*TO BE DONE:* Copy the records below line for line, without changing anything, and leave the pictures out.

***** RECORDS FOR THIS TASK *****

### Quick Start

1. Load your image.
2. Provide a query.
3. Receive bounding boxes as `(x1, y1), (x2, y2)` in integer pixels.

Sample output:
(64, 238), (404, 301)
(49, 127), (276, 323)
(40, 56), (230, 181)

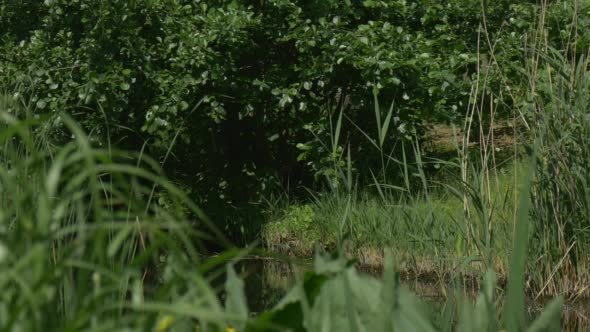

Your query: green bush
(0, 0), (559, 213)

*****

*FULL RESPONSE:*
### Quick Start

1. Load your image.
2. Provide a query.
3. Receive bounding boxes as `(x1, y1), (x2, y2)` in integer pixels.

Sample output:
(64, 238), (404, 301)
(49, 127), (276, 323)
(40, 56), (230, 181)


Your query: green bush
(0, 0), (559, 213)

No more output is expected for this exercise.